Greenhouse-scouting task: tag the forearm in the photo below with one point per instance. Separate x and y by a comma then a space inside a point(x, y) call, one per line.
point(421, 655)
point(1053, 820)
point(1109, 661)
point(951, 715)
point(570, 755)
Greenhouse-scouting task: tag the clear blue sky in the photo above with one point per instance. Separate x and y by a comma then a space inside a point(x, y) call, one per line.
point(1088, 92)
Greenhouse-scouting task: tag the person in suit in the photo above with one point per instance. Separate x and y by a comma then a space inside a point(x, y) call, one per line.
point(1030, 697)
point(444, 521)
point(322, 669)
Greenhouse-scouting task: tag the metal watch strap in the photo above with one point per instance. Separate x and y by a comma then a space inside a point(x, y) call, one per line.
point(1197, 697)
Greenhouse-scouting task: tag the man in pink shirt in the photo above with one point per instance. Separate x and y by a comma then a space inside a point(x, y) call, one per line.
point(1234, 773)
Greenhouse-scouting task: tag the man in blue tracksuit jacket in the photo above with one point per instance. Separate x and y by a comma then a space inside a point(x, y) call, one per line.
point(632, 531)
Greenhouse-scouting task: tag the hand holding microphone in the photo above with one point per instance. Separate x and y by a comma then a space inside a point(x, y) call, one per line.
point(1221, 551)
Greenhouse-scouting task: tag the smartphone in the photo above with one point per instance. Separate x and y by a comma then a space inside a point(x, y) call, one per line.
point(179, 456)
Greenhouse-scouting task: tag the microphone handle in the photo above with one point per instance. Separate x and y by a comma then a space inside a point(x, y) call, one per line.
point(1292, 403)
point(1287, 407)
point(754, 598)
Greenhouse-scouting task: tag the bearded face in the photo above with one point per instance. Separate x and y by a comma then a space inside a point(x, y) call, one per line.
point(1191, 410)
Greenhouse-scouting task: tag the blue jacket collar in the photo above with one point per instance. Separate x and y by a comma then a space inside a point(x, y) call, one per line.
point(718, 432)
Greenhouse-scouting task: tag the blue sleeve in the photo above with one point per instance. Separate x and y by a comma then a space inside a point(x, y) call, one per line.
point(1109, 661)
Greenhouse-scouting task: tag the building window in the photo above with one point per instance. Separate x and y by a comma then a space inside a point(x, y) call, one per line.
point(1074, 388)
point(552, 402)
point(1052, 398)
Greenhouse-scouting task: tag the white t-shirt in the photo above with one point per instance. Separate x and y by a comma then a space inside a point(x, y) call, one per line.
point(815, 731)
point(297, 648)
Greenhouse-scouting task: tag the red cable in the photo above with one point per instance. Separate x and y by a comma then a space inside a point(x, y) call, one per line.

**GOAL OF THE EXERCISE**. Repeat the rows above verbatim, from the line with "Greenhouse-scouting task: tag the person" to the line with "point(322, 669)".

**WRITTEN SOLUTION**.
Greenhouse-scouting task: tag the person in suit in the photo above with one point per instance. Separate x and y by a comma then a space inside a point(x, y) call, one per line.
point(1030, 697)
point(444, 521)
point(322, 669)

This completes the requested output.